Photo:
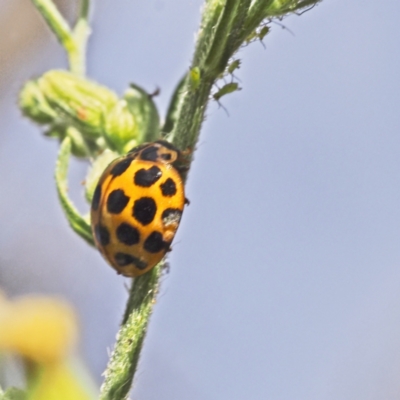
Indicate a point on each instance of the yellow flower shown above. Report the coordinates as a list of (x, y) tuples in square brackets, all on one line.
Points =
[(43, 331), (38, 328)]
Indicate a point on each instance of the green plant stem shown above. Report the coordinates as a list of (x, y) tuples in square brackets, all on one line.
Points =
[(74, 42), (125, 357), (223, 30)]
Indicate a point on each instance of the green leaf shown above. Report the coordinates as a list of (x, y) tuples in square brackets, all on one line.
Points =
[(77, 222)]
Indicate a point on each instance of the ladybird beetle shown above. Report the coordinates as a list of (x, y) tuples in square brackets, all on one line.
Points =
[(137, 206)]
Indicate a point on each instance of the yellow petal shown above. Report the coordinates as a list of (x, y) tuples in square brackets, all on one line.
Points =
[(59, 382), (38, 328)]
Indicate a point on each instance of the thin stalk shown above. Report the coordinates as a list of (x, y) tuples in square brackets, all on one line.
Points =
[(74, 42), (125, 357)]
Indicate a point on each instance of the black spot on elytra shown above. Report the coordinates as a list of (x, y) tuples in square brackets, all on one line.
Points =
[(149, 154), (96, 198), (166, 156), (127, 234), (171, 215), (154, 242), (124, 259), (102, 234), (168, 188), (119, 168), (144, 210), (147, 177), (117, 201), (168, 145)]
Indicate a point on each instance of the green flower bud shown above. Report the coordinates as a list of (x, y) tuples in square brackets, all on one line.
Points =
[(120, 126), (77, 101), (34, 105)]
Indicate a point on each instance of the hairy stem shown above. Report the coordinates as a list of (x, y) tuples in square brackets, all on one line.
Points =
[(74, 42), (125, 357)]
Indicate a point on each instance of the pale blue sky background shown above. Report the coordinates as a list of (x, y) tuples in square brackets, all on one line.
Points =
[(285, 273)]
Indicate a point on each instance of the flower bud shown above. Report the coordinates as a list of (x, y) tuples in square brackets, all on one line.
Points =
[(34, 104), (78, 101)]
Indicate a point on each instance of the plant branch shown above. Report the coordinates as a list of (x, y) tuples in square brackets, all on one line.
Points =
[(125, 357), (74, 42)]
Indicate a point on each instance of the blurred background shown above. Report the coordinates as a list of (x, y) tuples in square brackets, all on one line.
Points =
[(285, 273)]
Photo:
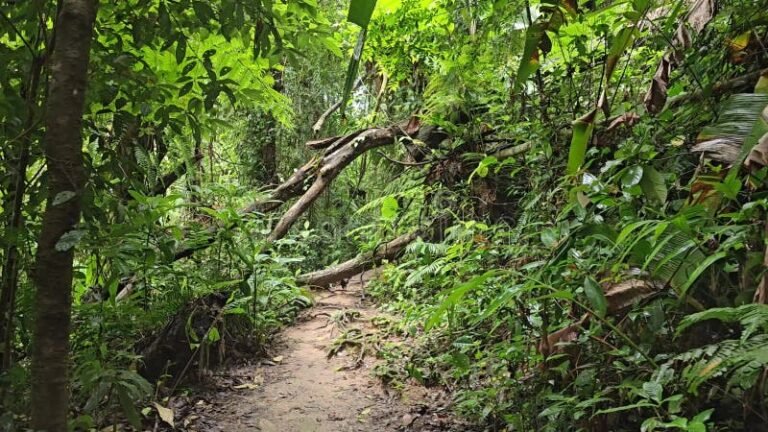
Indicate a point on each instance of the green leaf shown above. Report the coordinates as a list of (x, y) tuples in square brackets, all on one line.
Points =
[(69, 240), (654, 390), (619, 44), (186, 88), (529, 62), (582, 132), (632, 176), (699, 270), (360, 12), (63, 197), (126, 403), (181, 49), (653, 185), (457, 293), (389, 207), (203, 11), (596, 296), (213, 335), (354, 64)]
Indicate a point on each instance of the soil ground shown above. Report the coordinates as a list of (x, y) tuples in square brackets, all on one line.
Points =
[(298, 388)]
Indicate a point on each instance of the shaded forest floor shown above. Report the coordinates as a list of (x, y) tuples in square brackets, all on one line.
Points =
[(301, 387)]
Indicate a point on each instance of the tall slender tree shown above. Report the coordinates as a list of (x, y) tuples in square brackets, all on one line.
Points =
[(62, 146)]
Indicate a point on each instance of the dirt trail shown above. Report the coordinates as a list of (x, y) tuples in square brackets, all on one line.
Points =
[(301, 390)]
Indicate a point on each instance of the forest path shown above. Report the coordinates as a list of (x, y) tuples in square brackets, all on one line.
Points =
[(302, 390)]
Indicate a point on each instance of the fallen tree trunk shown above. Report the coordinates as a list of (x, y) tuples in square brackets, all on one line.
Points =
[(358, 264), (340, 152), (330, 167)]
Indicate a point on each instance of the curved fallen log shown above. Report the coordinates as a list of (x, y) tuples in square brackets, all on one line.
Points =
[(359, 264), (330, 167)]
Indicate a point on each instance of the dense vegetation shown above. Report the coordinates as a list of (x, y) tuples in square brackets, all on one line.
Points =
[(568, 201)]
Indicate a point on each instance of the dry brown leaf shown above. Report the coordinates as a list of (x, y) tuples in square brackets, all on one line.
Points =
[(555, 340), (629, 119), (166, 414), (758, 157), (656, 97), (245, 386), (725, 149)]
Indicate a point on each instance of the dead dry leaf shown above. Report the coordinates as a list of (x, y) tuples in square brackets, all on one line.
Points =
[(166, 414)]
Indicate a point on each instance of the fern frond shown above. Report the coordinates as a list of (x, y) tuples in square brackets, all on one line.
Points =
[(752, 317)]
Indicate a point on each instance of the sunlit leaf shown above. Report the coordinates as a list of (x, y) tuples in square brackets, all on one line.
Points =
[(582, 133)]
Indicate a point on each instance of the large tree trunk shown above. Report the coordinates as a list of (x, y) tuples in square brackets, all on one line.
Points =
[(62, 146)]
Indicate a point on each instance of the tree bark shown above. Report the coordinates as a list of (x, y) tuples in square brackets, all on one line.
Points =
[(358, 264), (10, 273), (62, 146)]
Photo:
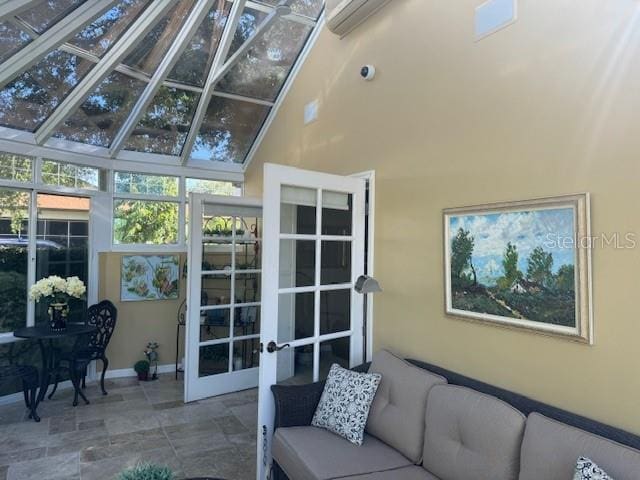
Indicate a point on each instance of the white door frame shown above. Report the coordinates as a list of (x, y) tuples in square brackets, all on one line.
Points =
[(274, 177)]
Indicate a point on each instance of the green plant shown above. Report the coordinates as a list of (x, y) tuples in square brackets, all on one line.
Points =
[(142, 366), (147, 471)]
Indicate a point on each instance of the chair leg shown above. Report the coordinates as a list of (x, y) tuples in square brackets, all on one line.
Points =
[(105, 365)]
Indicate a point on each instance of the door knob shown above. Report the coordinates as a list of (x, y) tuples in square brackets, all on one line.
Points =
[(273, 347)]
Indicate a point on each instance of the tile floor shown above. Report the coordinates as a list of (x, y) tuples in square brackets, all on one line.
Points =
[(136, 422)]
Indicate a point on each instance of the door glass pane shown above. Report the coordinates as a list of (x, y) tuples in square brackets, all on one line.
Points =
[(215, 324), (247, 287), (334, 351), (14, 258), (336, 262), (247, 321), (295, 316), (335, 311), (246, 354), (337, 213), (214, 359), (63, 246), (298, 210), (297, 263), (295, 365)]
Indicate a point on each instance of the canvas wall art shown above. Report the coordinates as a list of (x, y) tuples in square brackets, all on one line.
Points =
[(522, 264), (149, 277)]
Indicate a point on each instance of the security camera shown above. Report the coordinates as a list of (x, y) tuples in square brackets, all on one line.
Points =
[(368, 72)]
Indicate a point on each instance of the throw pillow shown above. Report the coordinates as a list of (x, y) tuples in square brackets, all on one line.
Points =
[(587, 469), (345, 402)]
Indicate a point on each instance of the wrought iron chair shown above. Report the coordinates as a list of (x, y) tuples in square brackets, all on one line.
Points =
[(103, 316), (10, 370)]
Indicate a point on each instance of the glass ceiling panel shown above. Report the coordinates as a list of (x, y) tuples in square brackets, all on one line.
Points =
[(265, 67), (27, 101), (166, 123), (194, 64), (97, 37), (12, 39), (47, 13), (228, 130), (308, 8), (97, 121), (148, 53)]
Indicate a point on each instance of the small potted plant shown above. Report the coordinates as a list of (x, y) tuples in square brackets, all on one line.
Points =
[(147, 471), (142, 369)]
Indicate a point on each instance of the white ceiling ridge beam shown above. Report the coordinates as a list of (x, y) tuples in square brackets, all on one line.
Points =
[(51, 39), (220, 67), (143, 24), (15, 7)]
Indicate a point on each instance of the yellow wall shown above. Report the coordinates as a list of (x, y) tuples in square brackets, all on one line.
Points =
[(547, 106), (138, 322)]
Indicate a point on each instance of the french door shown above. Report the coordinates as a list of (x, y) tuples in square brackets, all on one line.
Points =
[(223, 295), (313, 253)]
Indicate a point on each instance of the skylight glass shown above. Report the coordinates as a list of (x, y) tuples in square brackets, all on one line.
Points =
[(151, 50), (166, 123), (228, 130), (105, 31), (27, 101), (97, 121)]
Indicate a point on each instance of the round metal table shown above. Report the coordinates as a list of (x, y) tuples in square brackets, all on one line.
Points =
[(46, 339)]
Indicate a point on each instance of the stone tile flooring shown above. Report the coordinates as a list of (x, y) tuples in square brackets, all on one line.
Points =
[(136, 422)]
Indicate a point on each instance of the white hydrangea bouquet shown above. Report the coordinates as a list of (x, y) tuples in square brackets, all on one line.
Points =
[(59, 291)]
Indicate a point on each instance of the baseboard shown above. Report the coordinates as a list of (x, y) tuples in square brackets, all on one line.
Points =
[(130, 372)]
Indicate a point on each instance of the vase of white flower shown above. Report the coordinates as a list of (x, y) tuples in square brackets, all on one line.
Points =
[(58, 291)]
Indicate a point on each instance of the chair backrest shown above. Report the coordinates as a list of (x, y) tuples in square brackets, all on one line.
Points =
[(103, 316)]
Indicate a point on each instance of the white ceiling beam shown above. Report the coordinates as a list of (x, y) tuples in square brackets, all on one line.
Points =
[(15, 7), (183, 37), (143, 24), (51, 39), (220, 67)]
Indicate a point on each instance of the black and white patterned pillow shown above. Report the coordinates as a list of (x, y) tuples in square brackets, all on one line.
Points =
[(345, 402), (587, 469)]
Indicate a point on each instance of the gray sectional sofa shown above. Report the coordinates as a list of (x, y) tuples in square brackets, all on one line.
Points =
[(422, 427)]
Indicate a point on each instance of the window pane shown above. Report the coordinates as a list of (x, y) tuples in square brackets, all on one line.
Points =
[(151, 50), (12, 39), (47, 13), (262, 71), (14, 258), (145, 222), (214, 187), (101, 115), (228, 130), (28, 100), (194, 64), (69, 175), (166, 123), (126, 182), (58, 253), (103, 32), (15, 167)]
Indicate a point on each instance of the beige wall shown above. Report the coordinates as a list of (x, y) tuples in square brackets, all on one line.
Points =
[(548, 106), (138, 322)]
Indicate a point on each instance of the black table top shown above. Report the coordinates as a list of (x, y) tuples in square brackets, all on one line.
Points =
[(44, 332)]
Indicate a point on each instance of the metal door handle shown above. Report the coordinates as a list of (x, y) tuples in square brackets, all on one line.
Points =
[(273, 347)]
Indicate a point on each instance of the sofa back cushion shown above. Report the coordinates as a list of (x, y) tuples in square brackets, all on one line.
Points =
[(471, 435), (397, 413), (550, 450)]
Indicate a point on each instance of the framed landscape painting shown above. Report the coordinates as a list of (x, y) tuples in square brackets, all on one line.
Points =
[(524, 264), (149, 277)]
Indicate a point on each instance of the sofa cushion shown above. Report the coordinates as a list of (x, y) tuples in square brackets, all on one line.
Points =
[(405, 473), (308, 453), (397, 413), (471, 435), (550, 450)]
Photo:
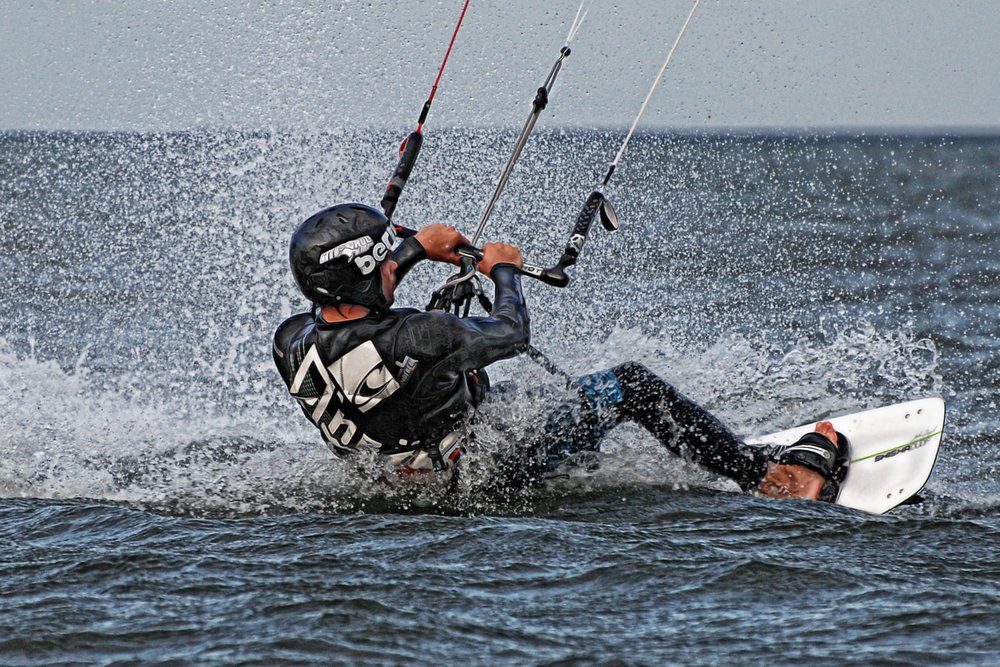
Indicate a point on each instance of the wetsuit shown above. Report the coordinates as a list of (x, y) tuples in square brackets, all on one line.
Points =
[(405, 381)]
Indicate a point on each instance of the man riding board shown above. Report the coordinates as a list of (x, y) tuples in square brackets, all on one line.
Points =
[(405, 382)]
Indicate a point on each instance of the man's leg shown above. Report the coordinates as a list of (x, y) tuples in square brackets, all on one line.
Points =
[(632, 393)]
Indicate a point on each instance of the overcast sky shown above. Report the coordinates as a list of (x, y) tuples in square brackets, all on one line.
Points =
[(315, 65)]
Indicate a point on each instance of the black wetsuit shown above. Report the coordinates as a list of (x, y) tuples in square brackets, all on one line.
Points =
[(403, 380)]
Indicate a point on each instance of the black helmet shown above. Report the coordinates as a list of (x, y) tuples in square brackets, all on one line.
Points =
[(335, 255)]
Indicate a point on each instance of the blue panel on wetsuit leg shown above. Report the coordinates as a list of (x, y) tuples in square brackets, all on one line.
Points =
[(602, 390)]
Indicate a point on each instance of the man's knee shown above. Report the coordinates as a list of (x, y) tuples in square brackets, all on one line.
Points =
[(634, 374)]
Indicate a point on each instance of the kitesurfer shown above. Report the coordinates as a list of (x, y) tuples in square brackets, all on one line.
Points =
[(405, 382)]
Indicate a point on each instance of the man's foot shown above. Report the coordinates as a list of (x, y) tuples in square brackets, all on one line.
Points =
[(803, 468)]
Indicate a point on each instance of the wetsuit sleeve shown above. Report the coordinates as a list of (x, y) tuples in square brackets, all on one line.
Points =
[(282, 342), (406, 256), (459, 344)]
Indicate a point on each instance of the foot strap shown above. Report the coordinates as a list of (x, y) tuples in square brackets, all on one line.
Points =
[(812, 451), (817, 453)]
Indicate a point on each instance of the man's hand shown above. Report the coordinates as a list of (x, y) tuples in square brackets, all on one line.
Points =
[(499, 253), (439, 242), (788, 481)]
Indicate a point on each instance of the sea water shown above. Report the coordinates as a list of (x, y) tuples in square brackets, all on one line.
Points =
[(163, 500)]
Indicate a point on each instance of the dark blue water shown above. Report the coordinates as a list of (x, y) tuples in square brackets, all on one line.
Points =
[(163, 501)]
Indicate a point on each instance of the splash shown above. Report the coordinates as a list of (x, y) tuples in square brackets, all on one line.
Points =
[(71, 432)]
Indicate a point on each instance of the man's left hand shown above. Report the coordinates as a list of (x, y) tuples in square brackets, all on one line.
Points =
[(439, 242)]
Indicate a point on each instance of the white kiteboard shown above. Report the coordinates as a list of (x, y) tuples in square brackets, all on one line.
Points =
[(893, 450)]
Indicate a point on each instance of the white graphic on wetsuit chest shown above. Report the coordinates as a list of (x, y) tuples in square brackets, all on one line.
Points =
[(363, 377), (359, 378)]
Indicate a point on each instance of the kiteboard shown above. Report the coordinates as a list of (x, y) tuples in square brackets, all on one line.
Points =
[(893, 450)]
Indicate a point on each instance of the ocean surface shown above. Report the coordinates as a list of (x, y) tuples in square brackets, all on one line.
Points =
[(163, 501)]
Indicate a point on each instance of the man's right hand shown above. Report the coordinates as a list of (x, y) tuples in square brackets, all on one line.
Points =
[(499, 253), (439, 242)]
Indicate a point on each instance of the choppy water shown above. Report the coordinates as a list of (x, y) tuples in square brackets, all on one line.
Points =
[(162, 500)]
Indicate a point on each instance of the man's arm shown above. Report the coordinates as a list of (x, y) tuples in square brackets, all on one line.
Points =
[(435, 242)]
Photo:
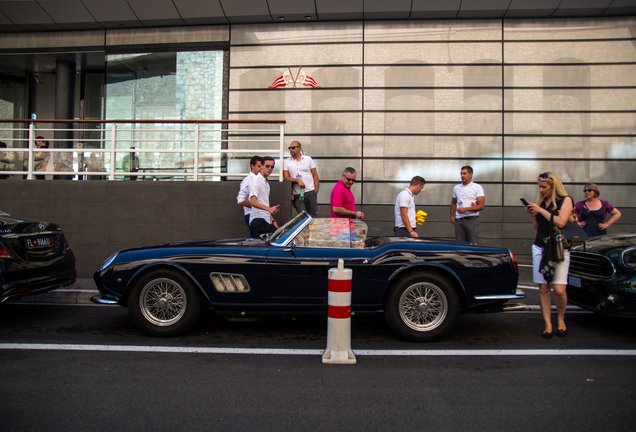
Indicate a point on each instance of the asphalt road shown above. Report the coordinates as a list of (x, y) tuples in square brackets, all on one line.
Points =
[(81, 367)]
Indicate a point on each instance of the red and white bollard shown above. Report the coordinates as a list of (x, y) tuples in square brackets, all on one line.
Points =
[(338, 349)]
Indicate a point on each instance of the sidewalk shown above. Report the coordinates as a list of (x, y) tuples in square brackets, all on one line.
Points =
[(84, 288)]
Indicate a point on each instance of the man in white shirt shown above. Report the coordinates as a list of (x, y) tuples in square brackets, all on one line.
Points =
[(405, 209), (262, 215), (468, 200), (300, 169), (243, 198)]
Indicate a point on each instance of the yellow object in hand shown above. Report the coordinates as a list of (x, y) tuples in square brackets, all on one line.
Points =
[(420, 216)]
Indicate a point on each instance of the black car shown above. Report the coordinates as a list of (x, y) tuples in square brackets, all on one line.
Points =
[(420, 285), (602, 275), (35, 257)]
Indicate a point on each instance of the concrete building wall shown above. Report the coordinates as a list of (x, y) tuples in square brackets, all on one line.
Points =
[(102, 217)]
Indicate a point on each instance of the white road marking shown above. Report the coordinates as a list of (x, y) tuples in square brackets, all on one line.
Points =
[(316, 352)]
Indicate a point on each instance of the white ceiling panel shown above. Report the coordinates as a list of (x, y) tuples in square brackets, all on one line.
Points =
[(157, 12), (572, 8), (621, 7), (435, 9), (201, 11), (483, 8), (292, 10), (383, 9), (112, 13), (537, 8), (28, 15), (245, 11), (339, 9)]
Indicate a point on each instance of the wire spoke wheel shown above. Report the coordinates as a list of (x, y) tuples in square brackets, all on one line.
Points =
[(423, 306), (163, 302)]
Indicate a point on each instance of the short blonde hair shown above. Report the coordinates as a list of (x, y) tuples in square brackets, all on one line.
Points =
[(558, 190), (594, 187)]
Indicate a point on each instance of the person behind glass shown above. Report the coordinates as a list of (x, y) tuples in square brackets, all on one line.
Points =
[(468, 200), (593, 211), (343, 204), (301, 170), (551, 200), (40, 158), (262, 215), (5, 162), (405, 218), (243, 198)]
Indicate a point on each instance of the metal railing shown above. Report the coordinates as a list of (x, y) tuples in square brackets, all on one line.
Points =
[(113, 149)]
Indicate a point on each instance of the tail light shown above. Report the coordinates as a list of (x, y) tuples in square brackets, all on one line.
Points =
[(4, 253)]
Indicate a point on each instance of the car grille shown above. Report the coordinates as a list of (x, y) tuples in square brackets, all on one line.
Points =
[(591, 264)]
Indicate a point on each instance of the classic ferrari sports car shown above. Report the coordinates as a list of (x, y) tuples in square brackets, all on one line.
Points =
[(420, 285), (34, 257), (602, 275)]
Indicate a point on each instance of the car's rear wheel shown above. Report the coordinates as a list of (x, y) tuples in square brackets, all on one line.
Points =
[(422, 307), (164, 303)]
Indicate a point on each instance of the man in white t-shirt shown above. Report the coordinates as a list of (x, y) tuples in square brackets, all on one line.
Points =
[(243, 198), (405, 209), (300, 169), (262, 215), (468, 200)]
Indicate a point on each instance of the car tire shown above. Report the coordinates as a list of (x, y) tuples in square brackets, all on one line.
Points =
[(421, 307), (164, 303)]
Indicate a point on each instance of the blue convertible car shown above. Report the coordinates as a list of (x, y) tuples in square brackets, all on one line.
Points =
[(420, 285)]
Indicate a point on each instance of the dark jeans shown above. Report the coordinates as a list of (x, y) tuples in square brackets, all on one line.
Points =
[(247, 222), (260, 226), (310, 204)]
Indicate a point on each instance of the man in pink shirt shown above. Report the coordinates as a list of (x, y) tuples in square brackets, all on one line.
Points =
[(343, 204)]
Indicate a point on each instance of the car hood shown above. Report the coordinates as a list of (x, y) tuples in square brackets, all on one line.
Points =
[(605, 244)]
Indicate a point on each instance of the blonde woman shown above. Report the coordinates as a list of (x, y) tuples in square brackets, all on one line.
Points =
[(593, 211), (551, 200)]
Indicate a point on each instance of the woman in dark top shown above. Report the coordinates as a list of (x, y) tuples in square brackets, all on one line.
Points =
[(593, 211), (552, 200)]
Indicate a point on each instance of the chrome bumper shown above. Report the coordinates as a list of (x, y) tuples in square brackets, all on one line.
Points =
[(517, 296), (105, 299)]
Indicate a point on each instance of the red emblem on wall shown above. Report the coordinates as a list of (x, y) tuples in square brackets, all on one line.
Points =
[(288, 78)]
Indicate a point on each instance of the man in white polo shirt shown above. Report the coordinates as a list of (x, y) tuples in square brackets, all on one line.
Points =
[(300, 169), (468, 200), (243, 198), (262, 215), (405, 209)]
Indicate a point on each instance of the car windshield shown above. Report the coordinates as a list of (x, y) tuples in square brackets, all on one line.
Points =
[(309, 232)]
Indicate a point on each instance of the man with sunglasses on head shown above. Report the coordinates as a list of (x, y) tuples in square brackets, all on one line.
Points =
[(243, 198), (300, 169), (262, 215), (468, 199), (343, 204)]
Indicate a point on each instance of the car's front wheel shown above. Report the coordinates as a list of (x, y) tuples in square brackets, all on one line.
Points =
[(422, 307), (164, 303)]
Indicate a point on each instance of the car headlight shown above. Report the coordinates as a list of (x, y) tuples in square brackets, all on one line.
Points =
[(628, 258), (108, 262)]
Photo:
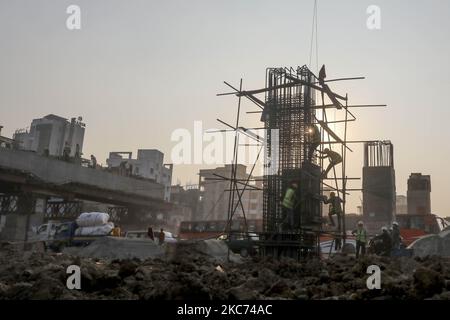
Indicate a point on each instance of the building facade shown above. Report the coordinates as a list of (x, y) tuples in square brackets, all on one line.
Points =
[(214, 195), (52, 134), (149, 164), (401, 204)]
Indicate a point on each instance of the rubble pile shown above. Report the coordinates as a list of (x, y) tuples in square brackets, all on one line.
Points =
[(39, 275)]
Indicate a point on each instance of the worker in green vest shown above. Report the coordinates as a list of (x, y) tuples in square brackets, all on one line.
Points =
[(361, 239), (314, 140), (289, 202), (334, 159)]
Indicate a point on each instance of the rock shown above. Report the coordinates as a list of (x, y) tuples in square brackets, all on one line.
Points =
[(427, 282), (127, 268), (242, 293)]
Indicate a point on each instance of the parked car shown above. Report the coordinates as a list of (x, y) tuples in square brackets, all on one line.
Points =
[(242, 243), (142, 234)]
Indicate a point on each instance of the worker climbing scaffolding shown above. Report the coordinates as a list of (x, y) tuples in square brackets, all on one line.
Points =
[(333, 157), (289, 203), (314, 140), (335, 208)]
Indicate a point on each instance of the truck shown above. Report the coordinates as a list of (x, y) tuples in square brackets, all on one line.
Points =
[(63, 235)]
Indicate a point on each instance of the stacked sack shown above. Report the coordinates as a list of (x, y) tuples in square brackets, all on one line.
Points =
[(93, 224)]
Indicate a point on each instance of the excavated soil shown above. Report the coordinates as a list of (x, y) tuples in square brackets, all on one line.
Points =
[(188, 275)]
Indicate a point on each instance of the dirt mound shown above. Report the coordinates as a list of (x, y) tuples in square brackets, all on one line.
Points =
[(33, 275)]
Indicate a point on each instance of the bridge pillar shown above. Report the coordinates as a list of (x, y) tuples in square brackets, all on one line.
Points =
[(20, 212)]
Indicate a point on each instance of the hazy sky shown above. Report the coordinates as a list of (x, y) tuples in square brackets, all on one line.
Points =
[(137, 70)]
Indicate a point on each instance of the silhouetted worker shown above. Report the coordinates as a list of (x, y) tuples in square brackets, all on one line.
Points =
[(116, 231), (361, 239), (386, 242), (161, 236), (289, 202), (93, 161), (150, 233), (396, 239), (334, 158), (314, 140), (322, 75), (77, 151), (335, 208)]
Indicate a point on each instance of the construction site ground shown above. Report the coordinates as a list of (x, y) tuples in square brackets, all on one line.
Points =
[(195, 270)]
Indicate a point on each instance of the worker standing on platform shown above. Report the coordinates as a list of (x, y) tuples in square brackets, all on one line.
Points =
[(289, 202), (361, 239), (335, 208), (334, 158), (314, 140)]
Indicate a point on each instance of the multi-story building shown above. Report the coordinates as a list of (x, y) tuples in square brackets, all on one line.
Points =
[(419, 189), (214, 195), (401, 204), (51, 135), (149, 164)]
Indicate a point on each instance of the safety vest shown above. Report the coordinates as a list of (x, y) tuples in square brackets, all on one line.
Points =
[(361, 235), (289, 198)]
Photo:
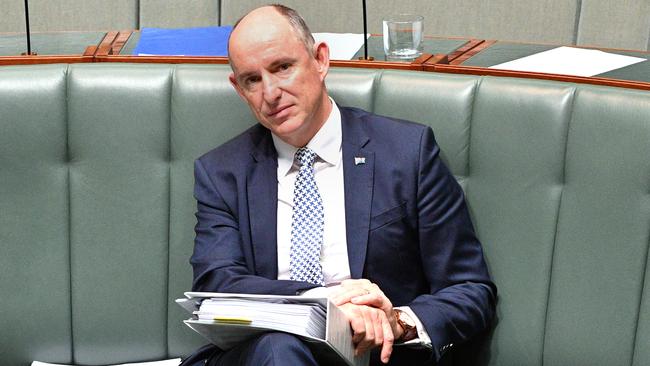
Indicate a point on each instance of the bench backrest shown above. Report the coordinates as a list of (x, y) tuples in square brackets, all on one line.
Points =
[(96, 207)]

____

Reproduce the listing verbatim from the line with "Indicate a point on each instance of the man's arm" to the line with "[(84, 288)]", including both of those lines. Omit the pictures.

Indicate a point on each instance of the man's arm shown above. Report the coordinates as a list of (x, y) tuples in square brackets, all on one line.
Points =
[(435, 242)]
Photo:
Indicate a point on each instance of the asphalt road shown above. Report the coordinates as a list of (x, y) tuples in square brackets, all on one line.
Points =
[(81, 367)]
Indicate a point on each instance of the red and white bollard shown above. Report the coordinates as a list of (x, y) tuples in square brackets, all on one line.
Points =
[(338, 349)]
Indicate a point on each instance of the sidewalk shown above. Report the coordinates as a list of (x, y) tuples in square brackets, all on one line.
Points =
[(84, 288)]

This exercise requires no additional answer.